Techniques de la faïence égyptienne

LES ANIMAUX

La technique de fabrication de la faïence égyptienne

 

Textes extraits de l'exposition : "Faïences de l'Antiquité. De l'Egypte à l'Iran" (Musée du Louvre 2005).

DÉFINITIONS

On appellera faïence (au singulier) un matériau composite dont le corps, fait d'une pâte siliceuse, est recouvert d'une glaçure. La pâte peut être composée de grains de quartz ou de silex finement pulvérisés ou de sable, les grains sont cimentés par une phase vitreuse contenant des alcalins (provenant du natron ou de cendres végétales) et de la chaux. Ces fondants alcalins permettent d'abaisser la température de fusion du quartz; au cours de la cuisson vers 900-1000 °C, une petite partie de la silice fond, une substance vitreuse se forme qui cimente les grains non fondus du corps. Dans un verre, en revanche, tous les ingrédients doivent être fondus au chauffage. La pâte est généralement blanchâtre, sauf lorsque des impuretés lui donnent une teinte grise ou brune. En Egypte, probablement aussi en Syrie et dans la vallée de l'Indus, la pâte a souvent été colorée à dessein pour obtenir des effets esthétiques variés à travers la glaçure transparente.

▬▬▬

### Consigne à suivre
D'après le passage sur la faïence égyptienne, à quelle température se fait la cuisson au cours de laquelle une petite partie de la silice fond ? Les lignes qui suivent ne sont pas nécessaires.

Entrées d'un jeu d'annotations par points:

▬▬▬

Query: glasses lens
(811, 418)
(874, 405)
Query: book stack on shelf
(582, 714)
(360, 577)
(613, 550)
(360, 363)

▬▬▬

### Réponse complète
Vers 900-1000 °C.